COMENTARIO: Reyes Mate adopta una actitud en favor de la laicidad inclusiva y el multiconfesionalismo religioso. Partiendo de que al ser la religión un fenómeno social no puede dejarse en el ámbito de lo privado. Para el laicismo se trata de favorecer la convivencia mediante el respeto a toda convicción, algo que se rompe cuando una religión ocupa el espacio público (leyes, símbolos,…), pues se impone así al conjunto de la ciudadanía.


Lo más vistoso del último congreso federal del PSOE ha sido, sin duda, el coqueteo de los compromisarios con el laicismo. Oportunamente fueron publicitadas enmiendas, como la titulada Más laicidad para una mejor convivencia, en las que, tras enumerar los pasos dados en la última legislatura (reconocimiento del matrimonio homosexual, agilización de trámites para el divorcio, avance en la investigación biomédica, introducción de Educación para la Ciudadanía, etcétera), se apuntaban los nuevos retos: acabar con la confesionalidad en los funerales de Estado, retirar los símbolos religiosos en los espacios públicos, revisar la ley del aborto o regularizar el derecho a una muerte digna.

____

# EJERCICIOS
- 1) En el texto sobre la laicidad, ¿cómo se titula la enmienda que se menciona?
- 2) Prosigue el texto sobre la laicidad a partir de su última oración.

____

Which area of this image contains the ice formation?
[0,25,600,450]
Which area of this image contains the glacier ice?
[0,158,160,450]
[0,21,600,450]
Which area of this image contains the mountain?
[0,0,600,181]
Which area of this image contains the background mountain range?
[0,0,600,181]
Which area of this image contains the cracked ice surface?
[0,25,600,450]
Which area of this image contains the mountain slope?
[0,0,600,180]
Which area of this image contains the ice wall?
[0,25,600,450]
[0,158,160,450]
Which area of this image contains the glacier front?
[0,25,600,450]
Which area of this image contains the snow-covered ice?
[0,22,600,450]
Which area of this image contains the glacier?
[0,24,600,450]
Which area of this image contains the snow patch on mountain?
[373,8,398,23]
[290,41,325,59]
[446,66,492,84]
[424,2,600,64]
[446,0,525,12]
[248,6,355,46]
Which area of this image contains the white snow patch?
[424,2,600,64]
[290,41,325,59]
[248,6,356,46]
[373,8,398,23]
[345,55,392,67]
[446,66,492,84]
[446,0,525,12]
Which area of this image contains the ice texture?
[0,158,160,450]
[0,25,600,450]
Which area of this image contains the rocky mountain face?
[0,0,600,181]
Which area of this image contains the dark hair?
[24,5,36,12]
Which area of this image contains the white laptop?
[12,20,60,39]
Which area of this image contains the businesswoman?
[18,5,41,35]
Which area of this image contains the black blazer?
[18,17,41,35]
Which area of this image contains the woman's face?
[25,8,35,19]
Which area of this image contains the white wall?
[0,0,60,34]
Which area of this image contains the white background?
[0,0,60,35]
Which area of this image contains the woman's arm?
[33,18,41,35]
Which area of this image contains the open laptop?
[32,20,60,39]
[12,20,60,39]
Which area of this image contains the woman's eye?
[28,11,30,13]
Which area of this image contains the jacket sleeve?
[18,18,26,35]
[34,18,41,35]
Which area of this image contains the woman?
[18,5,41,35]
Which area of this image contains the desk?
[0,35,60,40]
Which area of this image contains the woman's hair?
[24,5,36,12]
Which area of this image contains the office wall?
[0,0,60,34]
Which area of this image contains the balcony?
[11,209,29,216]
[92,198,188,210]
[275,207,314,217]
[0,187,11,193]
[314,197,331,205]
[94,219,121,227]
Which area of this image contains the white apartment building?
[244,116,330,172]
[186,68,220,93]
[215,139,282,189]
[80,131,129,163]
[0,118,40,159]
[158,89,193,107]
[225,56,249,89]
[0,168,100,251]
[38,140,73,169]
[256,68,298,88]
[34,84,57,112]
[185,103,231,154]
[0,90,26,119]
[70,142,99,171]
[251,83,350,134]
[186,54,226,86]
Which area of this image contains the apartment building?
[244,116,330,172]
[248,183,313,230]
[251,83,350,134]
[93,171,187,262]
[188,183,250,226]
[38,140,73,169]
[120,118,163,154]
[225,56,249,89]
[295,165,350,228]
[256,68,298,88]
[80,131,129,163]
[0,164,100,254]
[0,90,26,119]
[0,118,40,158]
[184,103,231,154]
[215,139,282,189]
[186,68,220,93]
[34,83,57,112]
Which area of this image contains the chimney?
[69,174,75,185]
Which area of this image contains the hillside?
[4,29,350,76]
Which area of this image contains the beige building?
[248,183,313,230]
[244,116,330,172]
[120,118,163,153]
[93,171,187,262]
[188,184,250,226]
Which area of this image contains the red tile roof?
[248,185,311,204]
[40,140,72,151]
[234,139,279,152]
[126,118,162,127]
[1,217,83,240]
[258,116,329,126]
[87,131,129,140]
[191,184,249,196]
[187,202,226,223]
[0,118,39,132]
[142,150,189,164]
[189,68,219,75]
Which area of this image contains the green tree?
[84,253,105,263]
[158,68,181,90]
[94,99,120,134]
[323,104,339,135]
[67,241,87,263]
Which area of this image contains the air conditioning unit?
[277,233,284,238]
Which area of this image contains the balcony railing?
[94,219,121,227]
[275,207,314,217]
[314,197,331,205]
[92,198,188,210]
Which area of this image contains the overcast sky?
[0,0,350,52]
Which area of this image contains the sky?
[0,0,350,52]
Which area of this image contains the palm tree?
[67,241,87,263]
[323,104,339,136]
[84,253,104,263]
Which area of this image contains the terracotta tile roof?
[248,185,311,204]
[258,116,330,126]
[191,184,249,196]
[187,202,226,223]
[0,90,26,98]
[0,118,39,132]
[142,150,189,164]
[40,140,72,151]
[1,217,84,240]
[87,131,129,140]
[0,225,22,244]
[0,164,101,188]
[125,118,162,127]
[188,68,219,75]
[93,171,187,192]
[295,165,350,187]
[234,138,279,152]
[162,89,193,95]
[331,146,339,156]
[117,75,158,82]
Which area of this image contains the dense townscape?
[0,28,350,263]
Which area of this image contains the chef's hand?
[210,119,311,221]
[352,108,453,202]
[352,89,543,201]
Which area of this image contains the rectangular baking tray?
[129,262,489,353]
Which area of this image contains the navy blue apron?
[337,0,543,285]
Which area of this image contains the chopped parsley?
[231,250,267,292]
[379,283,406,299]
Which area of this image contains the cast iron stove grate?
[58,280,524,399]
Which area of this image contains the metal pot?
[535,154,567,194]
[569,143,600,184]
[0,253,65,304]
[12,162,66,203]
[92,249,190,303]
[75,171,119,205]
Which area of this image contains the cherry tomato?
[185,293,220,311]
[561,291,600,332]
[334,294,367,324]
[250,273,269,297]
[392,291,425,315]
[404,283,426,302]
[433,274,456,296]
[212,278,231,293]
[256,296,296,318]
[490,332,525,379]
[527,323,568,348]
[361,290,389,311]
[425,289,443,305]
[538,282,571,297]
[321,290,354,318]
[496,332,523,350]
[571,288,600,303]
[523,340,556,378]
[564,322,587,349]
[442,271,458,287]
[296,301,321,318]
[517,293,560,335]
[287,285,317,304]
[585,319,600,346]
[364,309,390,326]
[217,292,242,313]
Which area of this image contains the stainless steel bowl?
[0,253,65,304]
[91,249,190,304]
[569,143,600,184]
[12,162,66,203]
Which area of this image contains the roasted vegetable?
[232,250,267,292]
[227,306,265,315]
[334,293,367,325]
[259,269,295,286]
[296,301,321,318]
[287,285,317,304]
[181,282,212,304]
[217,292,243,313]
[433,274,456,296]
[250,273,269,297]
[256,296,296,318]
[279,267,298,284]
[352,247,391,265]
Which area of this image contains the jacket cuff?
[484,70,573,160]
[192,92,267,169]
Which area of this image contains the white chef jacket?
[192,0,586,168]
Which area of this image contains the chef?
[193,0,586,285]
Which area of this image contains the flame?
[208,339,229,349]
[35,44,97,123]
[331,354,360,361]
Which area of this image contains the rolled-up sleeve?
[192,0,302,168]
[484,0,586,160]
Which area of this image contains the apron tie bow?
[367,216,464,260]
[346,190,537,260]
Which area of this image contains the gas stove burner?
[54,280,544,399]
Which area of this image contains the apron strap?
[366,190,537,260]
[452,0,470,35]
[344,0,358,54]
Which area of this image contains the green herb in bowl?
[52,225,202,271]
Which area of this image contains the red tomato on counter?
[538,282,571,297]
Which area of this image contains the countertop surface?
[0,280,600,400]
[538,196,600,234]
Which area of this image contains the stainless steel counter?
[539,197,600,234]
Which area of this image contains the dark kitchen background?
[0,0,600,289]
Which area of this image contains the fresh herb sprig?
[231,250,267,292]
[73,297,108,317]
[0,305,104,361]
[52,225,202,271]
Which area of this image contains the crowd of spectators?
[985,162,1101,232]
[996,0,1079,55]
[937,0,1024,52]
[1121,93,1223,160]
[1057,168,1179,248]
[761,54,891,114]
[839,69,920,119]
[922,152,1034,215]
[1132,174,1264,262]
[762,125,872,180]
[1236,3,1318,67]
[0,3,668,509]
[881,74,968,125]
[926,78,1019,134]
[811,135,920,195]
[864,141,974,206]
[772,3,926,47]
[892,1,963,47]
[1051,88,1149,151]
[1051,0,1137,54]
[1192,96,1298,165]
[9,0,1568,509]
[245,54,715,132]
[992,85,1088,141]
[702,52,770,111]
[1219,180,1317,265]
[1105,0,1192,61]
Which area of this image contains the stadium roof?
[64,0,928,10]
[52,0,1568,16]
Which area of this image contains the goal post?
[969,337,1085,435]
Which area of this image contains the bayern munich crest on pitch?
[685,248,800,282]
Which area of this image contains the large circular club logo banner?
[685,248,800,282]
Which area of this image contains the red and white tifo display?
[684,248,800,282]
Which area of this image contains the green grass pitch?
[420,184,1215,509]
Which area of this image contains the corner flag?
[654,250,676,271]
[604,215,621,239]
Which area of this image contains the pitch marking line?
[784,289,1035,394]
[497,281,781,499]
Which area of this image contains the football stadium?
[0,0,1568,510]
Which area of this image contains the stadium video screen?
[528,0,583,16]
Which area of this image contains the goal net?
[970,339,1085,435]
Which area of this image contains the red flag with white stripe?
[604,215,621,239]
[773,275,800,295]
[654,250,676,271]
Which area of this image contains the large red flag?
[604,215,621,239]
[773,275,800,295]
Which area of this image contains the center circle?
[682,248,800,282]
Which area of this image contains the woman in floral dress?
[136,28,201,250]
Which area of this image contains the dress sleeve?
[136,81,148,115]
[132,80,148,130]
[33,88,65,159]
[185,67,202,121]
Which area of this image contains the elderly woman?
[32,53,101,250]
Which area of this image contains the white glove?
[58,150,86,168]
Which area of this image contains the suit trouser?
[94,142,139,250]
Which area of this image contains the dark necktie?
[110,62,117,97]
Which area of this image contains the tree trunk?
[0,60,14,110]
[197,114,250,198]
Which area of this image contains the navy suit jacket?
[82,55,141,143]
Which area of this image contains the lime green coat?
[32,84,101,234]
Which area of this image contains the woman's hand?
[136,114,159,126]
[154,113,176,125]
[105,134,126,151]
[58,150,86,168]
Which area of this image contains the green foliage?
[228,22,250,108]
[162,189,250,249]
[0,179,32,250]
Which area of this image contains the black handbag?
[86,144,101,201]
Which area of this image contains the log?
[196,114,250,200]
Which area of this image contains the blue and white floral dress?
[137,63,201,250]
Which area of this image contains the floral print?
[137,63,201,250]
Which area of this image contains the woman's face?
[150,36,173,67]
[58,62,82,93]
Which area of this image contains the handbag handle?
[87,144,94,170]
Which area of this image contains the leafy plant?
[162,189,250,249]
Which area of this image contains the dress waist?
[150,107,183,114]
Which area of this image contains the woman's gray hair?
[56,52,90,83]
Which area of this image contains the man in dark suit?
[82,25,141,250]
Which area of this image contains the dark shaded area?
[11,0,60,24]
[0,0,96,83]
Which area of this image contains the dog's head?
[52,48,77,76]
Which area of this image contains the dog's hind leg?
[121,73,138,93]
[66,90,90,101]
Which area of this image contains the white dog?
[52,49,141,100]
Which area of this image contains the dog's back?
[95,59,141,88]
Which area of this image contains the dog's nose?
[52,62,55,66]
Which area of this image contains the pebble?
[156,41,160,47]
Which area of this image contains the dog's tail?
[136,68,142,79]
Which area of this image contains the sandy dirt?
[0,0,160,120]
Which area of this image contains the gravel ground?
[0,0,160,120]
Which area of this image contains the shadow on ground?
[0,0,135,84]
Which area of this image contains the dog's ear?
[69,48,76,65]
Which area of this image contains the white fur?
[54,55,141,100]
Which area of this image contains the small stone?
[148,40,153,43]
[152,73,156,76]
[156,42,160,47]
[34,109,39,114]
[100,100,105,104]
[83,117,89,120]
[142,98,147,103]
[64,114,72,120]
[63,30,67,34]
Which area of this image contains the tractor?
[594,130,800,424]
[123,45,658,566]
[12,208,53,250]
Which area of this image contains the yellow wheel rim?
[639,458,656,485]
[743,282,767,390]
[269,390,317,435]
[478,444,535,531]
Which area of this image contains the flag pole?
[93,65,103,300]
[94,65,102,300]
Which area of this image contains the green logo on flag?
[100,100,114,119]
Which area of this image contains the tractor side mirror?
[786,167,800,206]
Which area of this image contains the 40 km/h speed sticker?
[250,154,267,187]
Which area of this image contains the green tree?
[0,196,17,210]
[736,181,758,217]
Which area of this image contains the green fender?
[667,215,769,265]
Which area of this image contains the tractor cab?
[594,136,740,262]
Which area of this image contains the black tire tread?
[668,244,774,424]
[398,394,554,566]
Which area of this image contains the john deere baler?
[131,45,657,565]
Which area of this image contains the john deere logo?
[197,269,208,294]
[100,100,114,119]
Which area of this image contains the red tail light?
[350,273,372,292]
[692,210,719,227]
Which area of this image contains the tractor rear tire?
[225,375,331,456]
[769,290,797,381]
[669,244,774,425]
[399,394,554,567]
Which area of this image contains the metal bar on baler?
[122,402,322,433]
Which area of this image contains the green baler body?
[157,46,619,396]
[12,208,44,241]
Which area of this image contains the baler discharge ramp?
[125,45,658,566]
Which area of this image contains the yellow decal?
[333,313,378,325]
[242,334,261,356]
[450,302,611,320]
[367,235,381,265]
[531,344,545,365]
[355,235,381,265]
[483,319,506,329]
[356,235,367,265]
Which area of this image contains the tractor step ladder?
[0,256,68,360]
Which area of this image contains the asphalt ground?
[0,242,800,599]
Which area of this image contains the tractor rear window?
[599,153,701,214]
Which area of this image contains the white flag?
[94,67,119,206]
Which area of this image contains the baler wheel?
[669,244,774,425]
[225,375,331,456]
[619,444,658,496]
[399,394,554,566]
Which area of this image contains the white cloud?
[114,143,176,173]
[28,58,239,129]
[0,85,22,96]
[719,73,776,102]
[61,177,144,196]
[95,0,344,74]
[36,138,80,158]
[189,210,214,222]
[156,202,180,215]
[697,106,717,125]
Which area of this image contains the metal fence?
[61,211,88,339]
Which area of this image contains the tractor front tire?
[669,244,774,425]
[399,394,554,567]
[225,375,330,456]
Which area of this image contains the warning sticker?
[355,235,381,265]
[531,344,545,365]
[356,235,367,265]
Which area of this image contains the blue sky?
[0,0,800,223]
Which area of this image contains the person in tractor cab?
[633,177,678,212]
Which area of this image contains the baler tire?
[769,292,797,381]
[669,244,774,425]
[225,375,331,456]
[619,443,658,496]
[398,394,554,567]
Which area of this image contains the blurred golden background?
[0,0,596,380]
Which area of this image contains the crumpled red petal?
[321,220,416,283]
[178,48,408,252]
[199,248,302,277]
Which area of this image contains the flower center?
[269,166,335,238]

____

# RESPUESTAS
- 1) Más laicidad para una mejor convivencia.

- 2)
Si al final todo quedó en estudio –menos la retirada de símbolos– no fue porque hubiera dudas sobre la bondad de las propuestas, sino por prudencia en su aplicación. Son asuntos altamente explosivos y mejor, como decía el ponente, Ramón Jáuregui, avanzar "de acuerdo con el sentir de la población" que ponerse al frente de la manifestación.
En la literatura que acompaña este tipo de propuestas hay una clara conciencia de que la transición polí tica se quedó a medio camino, por eso la Constitución no se presenta bajo el signo de la laicidad, sino bajo el de una modesta aconfesionalidad. Pasa lo mismo que pasó con la memoria histórica: se hizo lo que se pudo, habida cuenta de las circunstancias adversas, pero no lo que se debió, por eso sigue pendiente. Y, si en la llamada ley de la memoria histórica se han dado algunos pasos para recordar lo que la transición quiso olvidar, hora es de seguir avanzando hacia un Estado realmente laico.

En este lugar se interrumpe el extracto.